PROMPT: Gather each line in the rows below that contains the string "vest".

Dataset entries
════════
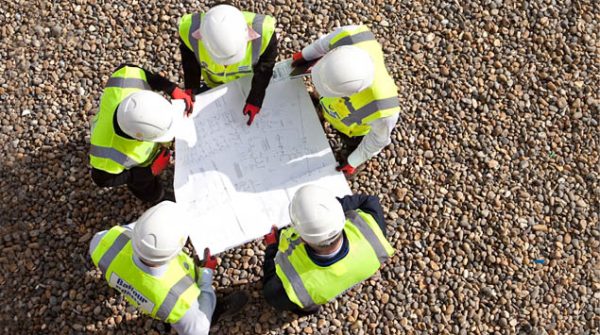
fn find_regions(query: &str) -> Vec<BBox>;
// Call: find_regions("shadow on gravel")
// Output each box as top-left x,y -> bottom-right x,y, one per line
211,280 -> 300,334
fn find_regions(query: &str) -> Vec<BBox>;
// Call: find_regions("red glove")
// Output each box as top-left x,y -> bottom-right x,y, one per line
292,51 -> 308,67
243,103 -> 260,125
150,149 -> 171,176
335,163 -> 356,177
204,248 -> 217,271
263,226 -> 277,246
171,87 -> 194,116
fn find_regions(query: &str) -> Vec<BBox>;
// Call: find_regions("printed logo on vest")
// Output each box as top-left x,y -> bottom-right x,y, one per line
108,272 -> 154,314
321,104 -> 340,120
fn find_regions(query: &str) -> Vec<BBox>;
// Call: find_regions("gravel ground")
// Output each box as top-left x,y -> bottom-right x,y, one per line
0,0 -> 600,334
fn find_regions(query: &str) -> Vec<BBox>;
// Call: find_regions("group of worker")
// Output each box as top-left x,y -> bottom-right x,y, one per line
90,5 -> 399,334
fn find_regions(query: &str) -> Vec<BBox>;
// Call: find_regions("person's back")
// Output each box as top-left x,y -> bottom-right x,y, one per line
263,185 -> 393,315
90,201 -> 247,335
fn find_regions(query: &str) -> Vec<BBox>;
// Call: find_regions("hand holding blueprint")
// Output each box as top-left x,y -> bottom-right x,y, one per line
174,77 -> 350,253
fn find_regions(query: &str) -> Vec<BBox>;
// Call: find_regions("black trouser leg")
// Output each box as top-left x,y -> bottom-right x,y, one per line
127,168 -> 164,202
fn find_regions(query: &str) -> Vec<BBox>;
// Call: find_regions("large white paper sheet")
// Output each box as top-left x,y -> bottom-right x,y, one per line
174,77 -> 350,253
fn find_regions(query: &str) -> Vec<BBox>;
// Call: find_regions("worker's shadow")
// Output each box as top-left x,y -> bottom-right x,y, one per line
210,280 -> 303,335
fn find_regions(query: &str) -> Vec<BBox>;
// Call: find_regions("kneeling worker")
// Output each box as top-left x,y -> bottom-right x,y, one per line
263,185 -> 394,315
179,5 -> 277,125
292,25 -> 400,176
90,65 -> 193,203
90,201 -> 248,335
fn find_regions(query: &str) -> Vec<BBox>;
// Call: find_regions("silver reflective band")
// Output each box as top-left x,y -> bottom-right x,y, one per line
90,144 -> 140,169
252,14 -> 265,65
96,232 -> 129,275
275,252 -> 316,308
188,14 -> 202,62
331,31 -> 375,49
346,211 -> 389,263
202,67 -> 252,77
284,238 -> 302,256
341,96 -> 400,126
156,275 -> 194,321
106,77 -> 150,90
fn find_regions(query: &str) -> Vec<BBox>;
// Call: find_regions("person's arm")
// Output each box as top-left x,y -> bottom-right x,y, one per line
88,222 -> 135,257
348,114 -> 398,168
246,34 -> 277,107
302,25 -> 357,61
263,244 -> 277,284
115,63 -> 177,94
179,38 -> 202,90
172,268 -> 217,335
338,194 -> 386,236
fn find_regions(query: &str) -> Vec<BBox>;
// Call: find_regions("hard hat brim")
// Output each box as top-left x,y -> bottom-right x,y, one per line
152,100 -> 185,143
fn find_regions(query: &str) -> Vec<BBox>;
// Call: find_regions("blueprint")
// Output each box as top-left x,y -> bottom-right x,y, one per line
174,77 -> 350,253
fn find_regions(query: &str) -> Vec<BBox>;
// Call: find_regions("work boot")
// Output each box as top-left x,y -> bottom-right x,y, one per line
211,291 -> 248,325
160,190 -> 175,202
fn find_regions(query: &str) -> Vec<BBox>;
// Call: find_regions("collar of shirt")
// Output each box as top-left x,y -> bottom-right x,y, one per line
306,233 -> 350,267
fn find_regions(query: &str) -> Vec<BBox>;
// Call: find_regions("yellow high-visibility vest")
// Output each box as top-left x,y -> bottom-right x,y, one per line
275,210 -> 394,308
90,66 -> 160,174
92,226 -> 200,323
320,25 -> 400,137
179,12 -> 275,87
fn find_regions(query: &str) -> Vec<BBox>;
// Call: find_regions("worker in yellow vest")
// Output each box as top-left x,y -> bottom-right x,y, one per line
179,5 -> 277,125
292,25 -> 400,176
89,201 -> 248,335
89,64 -> 194,203
263,185 -> 394,315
════════
FULL ANSWER:
// Call: find_regions("printed logo on vest")
// Call: find_regions("yellow high-visibility vest")
// Call: find_regions("worker in yellow vest")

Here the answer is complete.